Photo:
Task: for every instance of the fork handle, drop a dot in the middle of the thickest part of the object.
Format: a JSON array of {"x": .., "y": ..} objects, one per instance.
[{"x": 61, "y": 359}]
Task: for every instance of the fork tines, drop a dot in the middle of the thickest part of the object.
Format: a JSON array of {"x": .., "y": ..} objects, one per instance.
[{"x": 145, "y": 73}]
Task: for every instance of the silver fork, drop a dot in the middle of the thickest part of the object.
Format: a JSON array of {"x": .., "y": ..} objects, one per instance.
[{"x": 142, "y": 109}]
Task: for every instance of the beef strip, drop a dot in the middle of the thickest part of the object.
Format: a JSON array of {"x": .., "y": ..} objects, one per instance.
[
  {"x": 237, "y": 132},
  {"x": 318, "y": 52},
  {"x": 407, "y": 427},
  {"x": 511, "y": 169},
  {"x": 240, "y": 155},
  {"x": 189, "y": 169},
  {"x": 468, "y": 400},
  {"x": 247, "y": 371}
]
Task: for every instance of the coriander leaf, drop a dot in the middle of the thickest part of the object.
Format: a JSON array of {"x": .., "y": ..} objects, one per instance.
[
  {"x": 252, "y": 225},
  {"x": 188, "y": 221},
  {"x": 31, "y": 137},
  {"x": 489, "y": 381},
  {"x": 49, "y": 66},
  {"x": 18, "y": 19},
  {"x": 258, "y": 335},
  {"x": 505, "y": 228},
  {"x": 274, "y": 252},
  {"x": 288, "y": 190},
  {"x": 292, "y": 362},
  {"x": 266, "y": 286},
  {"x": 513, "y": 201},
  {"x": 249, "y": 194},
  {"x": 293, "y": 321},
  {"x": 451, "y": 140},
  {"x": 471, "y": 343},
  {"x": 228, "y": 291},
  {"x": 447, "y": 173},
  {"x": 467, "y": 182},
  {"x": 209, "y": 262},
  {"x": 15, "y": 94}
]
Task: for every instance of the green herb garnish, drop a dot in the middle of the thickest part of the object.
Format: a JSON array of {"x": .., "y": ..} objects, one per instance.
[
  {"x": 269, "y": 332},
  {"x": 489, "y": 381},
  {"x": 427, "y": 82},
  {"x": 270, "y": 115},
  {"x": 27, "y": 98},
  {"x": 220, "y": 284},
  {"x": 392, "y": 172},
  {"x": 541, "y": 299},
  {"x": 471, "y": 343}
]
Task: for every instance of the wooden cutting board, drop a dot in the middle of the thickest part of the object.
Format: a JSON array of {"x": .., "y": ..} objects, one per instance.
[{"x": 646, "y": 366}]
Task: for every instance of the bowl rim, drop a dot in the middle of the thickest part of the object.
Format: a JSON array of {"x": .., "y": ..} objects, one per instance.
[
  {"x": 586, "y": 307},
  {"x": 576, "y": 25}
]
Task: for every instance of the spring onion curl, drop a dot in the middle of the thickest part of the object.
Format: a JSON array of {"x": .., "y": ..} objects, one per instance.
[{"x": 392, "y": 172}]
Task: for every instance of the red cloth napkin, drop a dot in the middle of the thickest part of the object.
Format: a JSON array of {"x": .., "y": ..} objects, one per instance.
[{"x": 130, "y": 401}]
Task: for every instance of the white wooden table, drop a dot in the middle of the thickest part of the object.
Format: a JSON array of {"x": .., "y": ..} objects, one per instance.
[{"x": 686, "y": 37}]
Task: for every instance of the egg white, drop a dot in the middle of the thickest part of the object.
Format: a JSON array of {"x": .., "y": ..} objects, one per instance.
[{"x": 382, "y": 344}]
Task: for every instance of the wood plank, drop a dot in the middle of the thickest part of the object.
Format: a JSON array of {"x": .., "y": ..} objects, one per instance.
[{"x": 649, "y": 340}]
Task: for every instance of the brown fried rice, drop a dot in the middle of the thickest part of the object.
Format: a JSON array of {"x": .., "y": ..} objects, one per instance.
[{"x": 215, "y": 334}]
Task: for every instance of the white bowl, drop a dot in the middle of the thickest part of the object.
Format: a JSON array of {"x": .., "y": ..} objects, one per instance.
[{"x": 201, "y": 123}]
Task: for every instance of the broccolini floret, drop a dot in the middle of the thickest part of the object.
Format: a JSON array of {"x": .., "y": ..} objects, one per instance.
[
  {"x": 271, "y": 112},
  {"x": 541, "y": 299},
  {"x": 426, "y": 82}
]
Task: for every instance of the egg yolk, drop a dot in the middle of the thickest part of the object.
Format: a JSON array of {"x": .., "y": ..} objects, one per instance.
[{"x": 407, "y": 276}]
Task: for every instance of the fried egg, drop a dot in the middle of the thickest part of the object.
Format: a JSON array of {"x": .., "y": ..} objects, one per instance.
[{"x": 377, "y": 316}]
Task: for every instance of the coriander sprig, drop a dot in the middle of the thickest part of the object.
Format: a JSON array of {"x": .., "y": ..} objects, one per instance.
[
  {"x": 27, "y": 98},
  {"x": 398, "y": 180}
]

§ **Direction**
Retype the records above exactly.

§ **Answer in full**
Photo:
Task: for every instance of the fork handle, drop a dot in the middle of the thickest part of the object.
Format: a JSON array of {"x": .., "y": ..} objects, one per instance.
[{"x": 61, "y": 359}]
Task: for every instance of the fork tines, drop a dot in the middle of the thickest part of the object.
Format: a JSON array of {"x": .., "y": ..} objects, one per instance.
[{"x": 145, "y": 73}]
Task: for every instance of the silver fork, drop a dot in the middle of the thickest part of the object.
Format: a JSON array of {"x": .., "y": ..} objects, one per instance.
[{"x": 142, "y": 109}]
Task: for every instance of the beef strip, drop a dot in the middle of the thickest part of the object.
Format: a JSON array of {"x": .., "y": ..} objects, one per instance.
[
  {"x": 237, "y": 132},
  {"x": 318, "y": 52},
  {"x": 407, "y": 427},
  {"x": 511, "y": 169},
  {"x": 240, "y": 155},
  {"x": 189, "y": 169},
  {"x": 468, "y": 400},
  {"x": 247, "y": 371}
]
Task: for every instance of the coriander leaf, drop a dot in the middle of the thickest part of the object.
Format: a JSON array of {"x": .., "y": ..} objects, one per instance.
[
  {"x": 252, "y": 225},
  {"x": 188, "y": 221},
  {"x": 31, "y": 137},
  {"x": 489, "y": 381},
  {"x": 49, "y": 66},
  {"x": 18, "y": 19},
  {"x": 258, "y": 335},
  {"x": 505, "y": 228},
  {"x": 274, "y": 252},
  {"x": 288, "y": 190},
  {"x": 292, "y": 362},
  {"x": 266, "y": 286},
  {"x": 513, "y": 201},
  {"x": 249, "y": 194},
  {"x": 293, "y": 321},
  {"x": 451, "y": 140},
  {"x": 471, "y": 343},
  {"x": 228, "y": 291},
  {"x": 447, "y": 173},
  {"x": 467, "y": 182},
  {"x": 209, "y": 262},
  {"x": 15, "y": 94}
]
Task: for every instance of the green herb garnish, drop a dot in the middle of the thickest part of the object.
Format: a JSON array of {"x": .., "y": ..} objects, one per instance.
[
  {"x": 269, "y": 332},
  {"x": 489, "y": 381},
  {"x": 427, "y": 82},
  {"x": 270, "y": 115},
  {"x": 27, "y": 98},
  {"x": 220, "y": 284},
  {"x": 392, "y": 172},
  {"x": 541, "y": 299},
  {"x": 471, "y": 343}
]
Task: for every instance of the wooden cutting board, drop a dot in the middle of the thickest part of the object.
Format: a JSON array of {"x": .., "y": ..} objects, one per instance.
[{"x": 646, "y": 366}]
Task: for every instance of the bowl rim, drop a dot in the middle of the thickest part of the object.
Format: a JSON array of {"x": .., "y": ..} objects, one per instance.
[
  {"x": 586, "y": 307},
  {"x": 576, "y": 25}
]
Task: for every instance of the spring onion curl, drop a dot in the middle of the thickest part of the object.
Format: a JSON array of {"x": .., "y": ..} objects, one per instance.
[{"x": 392, "y": 172}]
Task: for every instance of the red cloth napkin, drop a dot in the middle of the thickest part of the object.
Format: a JSON array of {"x": .., "y": ..} objects, one per instance.
[{"x": 130, "y": 401}]
Task: for every instance of the white wooden table, drop a dot in the middle of the thickest part of the object.
Format: a JSON array of {"x": .., "y": ..} objects, one per instance.
[{"x": 686, "y": 37}]
Task: for every instance of the egg white, drop a dot in the middle of the thickest part of the object.
Format: a JSON array of {"x": .., "y": ..} objects, one per instance.
[{"x": 382, "y": 344}]
Task: for every instance of the wood plank, drop a dot in the middle of the thickest part of the object.
Format: a JSON array of {"x": .., "y": ..} objects, one per instance.
[{"x": 649, "y": 340}]
Task: for every instance of the brown fried rice, drop a dot in the middle of the thickest part of the object.
Format: a JSON array of {"x": .., "y": ..} objects, one per instance.
[{"x": 215, "y": 334}]
Task: for every instance of the white bowl, drop a dot in the middle of the thickest part of the object.
Format: a JSON array of {"x": .., "y": ..} objects, one per instance.
[{"x": 201, "y": 123}]
Task: for every instance of the broccolini floret, drop a dot in the middle of the thickest part of the object.
Format: a JSON array of {"x": .., "y": ..} objects, one per instance.
[
  {"x": 271, "y": 112},
  {"x": 541, "y": 299},
  {"x": 426, "y": 82}
]
Task: for every instance of the egg yolk, drop a dot in the middle of the thickest part of the object.
Format: a JSON array of {"x": .., "y": ..} objects, one per instance.
[{"x": 407, "y": 276}]
Task: for every instance of the fried egg, drop a dot in the middle of the thickest part of the object.
Format: a JSON array of {"x": .., "y": ..} objects, one per instance.
[{"x": 377, "y": 316}]
Task: for every instance of the coriander sprig, drop a dot in the middle of the thickest part of the object.
Format: a JSON array of {"x": .., "y": ..} objects, one per instance.
[
  {"x": 27, "y": 98},
  {"x": 398, "y": 180}
]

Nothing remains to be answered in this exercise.